* HOW TO COMPLETE THIS TASK: All lines from the one containing "Bet you can't find the metal" through the last line of the listing below are to be copied exactly. Exclude the pictures.

........

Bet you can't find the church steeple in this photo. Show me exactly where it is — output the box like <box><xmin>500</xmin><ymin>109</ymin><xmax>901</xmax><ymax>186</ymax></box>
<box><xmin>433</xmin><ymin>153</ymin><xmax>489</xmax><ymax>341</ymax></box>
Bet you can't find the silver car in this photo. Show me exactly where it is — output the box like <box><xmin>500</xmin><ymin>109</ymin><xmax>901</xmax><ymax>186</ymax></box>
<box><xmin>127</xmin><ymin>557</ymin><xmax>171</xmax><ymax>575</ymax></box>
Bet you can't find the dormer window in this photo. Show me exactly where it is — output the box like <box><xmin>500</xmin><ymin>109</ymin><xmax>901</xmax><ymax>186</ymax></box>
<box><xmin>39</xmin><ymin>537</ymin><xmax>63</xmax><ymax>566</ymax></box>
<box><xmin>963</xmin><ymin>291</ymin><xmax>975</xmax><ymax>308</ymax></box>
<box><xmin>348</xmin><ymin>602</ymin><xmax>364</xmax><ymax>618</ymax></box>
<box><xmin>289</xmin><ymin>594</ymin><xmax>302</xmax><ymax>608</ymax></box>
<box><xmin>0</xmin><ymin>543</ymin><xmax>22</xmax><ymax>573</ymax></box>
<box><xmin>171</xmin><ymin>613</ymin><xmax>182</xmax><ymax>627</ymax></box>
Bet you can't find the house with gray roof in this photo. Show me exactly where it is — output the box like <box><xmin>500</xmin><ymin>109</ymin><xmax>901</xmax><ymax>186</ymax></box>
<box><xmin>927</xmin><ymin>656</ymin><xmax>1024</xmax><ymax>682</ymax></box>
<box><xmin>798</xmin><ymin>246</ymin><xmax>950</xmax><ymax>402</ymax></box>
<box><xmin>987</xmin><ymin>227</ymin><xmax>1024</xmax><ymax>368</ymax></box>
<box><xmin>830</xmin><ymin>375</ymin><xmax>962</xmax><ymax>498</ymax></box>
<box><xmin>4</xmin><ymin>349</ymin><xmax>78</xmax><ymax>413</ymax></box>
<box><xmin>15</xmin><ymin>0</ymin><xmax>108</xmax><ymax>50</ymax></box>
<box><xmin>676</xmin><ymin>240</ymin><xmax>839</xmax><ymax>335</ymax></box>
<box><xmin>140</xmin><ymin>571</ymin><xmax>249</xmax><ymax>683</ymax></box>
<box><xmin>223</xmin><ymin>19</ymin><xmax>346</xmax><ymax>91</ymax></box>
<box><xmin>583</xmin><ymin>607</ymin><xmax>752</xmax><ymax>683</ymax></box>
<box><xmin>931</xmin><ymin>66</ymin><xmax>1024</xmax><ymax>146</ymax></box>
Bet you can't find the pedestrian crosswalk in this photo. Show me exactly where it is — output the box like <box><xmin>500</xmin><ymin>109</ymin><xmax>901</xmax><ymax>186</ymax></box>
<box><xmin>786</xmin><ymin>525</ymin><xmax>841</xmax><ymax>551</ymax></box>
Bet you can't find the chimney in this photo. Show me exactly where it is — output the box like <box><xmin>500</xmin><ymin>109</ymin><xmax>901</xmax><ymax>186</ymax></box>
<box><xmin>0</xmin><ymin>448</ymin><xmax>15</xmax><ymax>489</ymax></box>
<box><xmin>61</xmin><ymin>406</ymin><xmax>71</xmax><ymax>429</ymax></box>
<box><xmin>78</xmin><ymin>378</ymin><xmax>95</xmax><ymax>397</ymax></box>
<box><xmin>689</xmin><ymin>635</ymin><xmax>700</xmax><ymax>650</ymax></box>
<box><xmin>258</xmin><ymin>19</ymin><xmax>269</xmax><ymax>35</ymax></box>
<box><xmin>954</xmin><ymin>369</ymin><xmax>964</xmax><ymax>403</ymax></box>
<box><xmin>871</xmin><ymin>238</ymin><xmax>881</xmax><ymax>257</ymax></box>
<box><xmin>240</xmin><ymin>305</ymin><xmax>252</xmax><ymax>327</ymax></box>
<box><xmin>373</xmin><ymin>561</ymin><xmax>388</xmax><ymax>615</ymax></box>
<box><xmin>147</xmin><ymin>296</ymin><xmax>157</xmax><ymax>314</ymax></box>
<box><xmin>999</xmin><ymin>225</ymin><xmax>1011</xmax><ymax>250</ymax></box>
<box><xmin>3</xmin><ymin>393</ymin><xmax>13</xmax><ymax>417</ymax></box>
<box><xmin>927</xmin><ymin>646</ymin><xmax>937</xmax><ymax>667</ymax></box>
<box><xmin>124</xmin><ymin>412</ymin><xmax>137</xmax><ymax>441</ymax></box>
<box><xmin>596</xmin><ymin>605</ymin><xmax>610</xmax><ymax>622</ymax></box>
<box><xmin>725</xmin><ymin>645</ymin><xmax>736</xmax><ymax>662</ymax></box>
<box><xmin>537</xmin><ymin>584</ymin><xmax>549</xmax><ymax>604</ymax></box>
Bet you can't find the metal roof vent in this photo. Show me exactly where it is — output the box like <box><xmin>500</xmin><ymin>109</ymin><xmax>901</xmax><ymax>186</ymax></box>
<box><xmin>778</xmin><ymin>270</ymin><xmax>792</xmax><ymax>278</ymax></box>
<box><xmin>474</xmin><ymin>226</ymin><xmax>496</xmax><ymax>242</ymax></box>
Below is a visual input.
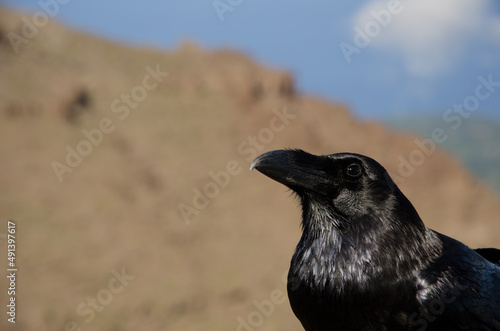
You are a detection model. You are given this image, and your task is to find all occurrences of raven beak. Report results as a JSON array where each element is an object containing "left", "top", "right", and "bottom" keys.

........

* PROBLEM SOLUTION:
Bet you can't find the metal roof vent in this photo. Show me exactly where it is — output the box like <box><xmin>500</xmin><ymin>109</ymin><xmax>901</xmax><ymax>186</ymax></box>
<box><xmin>778</xmin><ymin>270</ymin><xmax>792</xmax><ymax>278</ymax></box>
<box><xmin>474</xmin><ymin>226</ymin><xmax>496</xmax><ymax>242</ymax></box>
Below is a visual input.
You are a detection model. You are given this image, and your task is to find all occurrences of raven beak. Report results as a JSON array where each element is an object containing "left", "top", "right", and "bottom" keys.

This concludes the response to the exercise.